**Passage for review**
::::::::::
Georgopoulos AP et al. (2007) Synchronous neural interactions assessed by magnetoencephalography: a functional biomarker for brain disorders. J Neural Eng 4: 349–355

In a 2006 paper, Georgopoulos et al. hypothesized that synchronous neural interactions observed at high temporal resolution using magnetoencephalography (MEG) could have utility as functional biomarkers of brain disorders. They have now tested this idea by comparing normal brain activity with that of patients diagnosed with a variety of functional brain disorders including Alzheimer's disease, schizophrenia, multiple sclerosis, chronic alcoholism and Sjögren's syndrome.

The authors used MEG to record magnetic field strength from 248 axial gradiometers while subjects fixated on a spot of light for 45–60 s. Autoregressive integrative moving average (ARIMA) modeling of raw data from 52 subjects generated stationary residuals from which synchronous cross-correlations and partial correlations were calculated. Linear discriminant analysis was used to extract relevant information and classify patterns of neural activity that were consistent among patient groups, yielding a number of disease-specific predictor subsets that gave 100% correct classification considerably more often than would be expected by chance (z = 8.78; P <10−50). Cross-validation of the predictor subsets was performed in a further 46 patients who were successfully classified into their respective patient groups more than 90% of the time. Excellent (100% correct) classification was obtained in a total sample of 142 subjects. The predictive value of this method will continue to improve as more subjects and different disease groups are included in the analysis.
::::::::::
[Referring expression grounding data]
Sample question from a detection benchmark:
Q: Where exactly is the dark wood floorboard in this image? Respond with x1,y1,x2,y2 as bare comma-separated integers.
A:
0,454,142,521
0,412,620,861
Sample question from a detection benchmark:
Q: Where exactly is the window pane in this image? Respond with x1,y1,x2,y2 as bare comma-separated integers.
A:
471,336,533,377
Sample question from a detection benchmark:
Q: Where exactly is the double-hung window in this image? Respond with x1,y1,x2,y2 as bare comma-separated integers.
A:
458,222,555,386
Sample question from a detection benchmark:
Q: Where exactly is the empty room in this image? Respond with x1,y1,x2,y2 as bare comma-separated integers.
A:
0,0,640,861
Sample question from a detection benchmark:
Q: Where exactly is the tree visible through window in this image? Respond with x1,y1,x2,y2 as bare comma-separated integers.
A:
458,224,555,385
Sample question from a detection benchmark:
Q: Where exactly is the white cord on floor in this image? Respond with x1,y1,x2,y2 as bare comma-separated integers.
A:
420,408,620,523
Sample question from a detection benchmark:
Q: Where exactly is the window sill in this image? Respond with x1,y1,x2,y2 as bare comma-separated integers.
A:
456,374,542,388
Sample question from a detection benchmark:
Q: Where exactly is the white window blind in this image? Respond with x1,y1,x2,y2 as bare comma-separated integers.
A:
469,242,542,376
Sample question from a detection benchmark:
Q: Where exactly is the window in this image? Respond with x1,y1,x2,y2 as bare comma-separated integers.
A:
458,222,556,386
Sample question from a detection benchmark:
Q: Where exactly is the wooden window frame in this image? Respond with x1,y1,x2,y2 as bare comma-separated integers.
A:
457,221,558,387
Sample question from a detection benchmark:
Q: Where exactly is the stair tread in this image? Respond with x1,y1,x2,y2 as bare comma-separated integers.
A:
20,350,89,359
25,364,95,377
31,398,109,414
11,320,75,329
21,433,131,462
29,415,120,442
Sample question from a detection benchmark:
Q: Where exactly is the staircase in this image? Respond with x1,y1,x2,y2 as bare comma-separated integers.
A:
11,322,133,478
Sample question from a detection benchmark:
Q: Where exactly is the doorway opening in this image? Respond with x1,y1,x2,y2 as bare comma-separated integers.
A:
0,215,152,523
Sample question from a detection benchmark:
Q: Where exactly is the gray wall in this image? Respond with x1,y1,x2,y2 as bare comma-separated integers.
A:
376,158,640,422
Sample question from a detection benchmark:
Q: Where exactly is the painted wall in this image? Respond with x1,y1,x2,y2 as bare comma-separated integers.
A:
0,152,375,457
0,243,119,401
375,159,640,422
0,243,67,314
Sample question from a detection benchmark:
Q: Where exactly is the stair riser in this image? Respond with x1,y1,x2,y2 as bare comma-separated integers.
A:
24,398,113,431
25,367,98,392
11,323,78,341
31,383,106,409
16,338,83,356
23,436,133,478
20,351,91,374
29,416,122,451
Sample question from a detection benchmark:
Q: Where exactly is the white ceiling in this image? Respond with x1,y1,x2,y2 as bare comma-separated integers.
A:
::::::::::
**Work item**
From the summary of the magnetoencephalography study, write out the part that opens with the words containing "Georgopoulos AP et" and closes with "and Sjögren's syndrome.", replacing "brain disorders" with "neurological disorders" throughout.

**Result for this exercise**
Georgopoulos AP et al. (2007) Synchronous neural interactions assessed by magnetoencephalography: a functional biomarker for neurological disorders. J Neural Eng 4: 349–355

In a 2006 paper, Georgopoulos et al. hypothesized that synchronous neural interactions observed at high temporal resolution using magnetoencephalography (MEG) could have utility as functional biomarkers of neurological disorders. They have now tested this idea by comparing normal brain activity with that of patients diagnosed with a variety of functional neurological disorders including Alzheimer's disease, schizophrenia, multiple sclerosis, chronic alcoholism and Sjögren's syndrome.